Source text
---+---

19. Declan is a pediatrician. A 12 year-old boy comes to his office with his mother. His complaints include coughing, sneezing and severe headaches. After Declan asks the boy to remove his shirt, he sees several bruises on the boy. The mother volunteers that she has been rubbing gels on his skin with coins, which she calls, “cao gio.” She tells him that “cao gio” improves circulation and removes bad blood. The boy is clearly in pain when Declan touches him. What are the broader ethical issues this scenario presents?
20. Clark is driving his daughter to her elementary school when he notices that she has lice. He has a very important meeting. He tells his daughter to inform the principal. He intends to call the principal himself, but receives another phone call. About mid-day, he receives a call from the school’s principal. She tells him that he has to pick up his daughter immediately because her lice is putting her classmates at risk. He tells her he can come when school ends. She persists. Clark becomes upset. “How is it that children in my daughter’s class can come to school unvaccinated? Aren’t they putting my daughter at risk too?”

---+---

Assigned task 1
Print the stretch of the ethics scenarios from "19. Declan is" through "this scenario presents?".
Assigned task 2
In the ethics scenarios, what does the mother say "cao gio" does?
The listing is separate material and has no connection to the ethics scenarios.

Data extract

---+---

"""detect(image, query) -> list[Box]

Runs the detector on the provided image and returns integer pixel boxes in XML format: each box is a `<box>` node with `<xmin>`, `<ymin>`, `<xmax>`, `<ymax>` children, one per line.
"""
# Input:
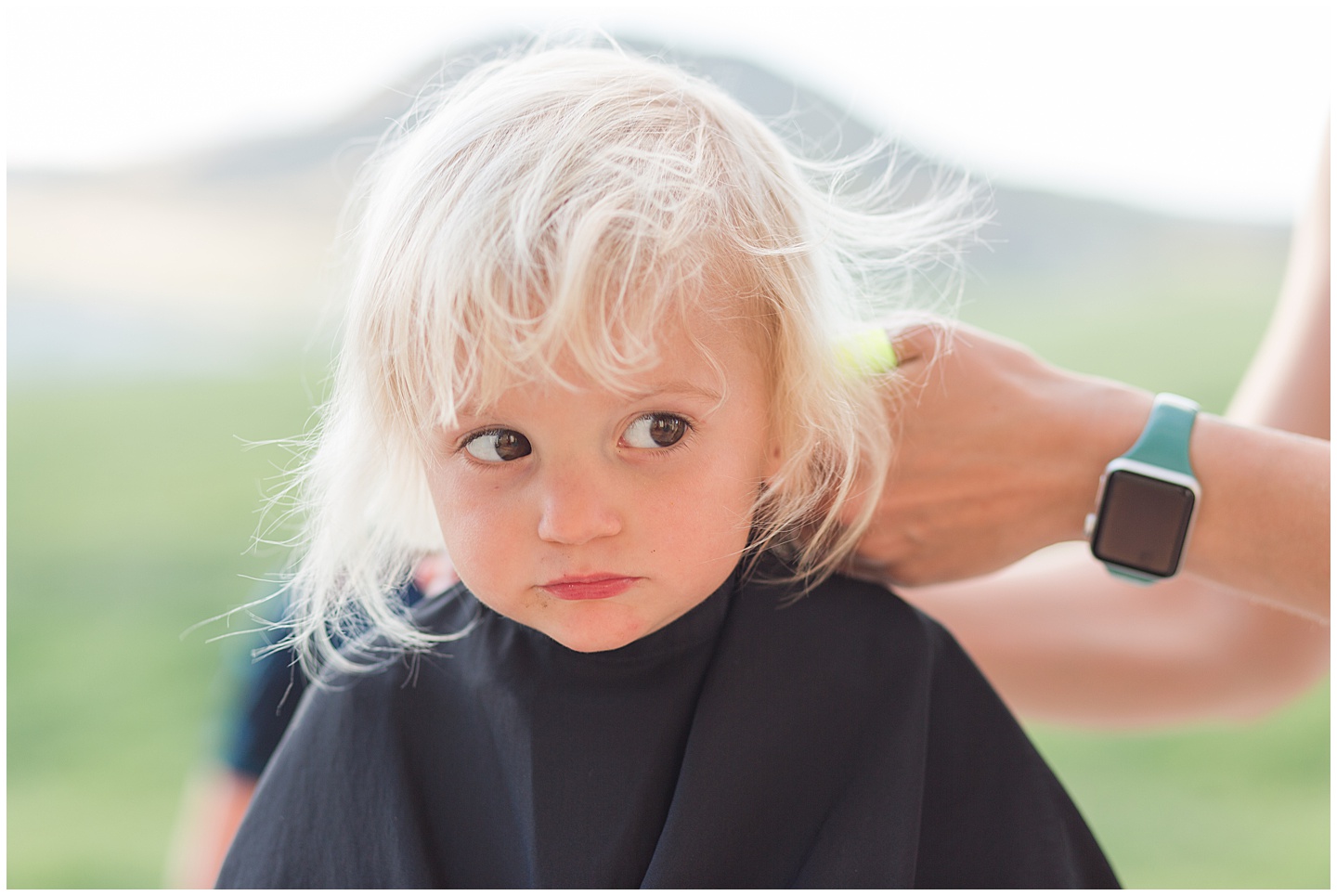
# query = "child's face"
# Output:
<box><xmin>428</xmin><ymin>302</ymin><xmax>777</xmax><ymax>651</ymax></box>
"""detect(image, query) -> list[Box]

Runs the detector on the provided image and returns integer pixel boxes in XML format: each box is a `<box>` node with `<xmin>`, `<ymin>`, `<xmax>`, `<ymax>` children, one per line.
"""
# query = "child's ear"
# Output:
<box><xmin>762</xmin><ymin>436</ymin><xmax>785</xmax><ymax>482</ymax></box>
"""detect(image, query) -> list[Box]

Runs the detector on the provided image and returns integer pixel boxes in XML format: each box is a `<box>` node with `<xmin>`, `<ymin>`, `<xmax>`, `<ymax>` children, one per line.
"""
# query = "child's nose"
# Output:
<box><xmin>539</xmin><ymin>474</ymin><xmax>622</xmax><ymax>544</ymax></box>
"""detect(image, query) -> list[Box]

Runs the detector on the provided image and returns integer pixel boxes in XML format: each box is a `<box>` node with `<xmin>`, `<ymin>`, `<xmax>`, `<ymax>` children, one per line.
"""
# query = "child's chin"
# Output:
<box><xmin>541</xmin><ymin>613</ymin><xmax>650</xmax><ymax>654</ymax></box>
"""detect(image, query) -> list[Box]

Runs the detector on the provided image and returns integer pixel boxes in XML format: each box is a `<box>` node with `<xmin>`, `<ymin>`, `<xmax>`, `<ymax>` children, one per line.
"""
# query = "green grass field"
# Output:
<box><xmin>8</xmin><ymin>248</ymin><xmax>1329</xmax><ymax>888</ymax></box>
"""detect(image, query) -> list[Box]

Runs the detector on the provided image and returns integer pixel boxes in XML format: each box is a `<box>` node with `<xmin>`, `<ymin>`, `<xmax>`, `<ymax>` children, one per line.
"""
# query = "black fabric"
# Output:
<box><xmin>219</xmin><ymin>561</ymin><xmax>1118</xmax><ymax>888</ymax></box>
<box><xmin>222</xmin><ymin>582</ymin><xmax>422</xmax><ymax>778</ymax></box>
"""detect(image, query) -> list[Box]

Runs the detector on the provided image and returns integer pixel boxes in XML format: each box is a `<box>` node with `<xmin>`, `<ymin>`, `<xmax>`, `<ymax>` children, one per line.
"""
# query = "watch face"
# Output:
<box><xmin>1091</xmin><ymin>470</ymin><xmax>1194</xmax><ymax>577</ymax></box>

---+---

Task solution 1
19. Declan is a pediatrician. A 12 year-old boy comes to his office with his mother. His complaints include coughing, sneezing and severe headaches. After Declan asks the boy to remove his shirt, he sees several bruises on the boy. The mother volunteers that she has been rubbing gels on his skin with coins, which she calls, “cao gio.” She tells him that “cao gio” improves circulation and removes bad blood. The boy is clearly in pain when Declan touches him. What are the broader ethical issues this scenario presents?

Task solution 2
She says it improves circulation and removes bad blood.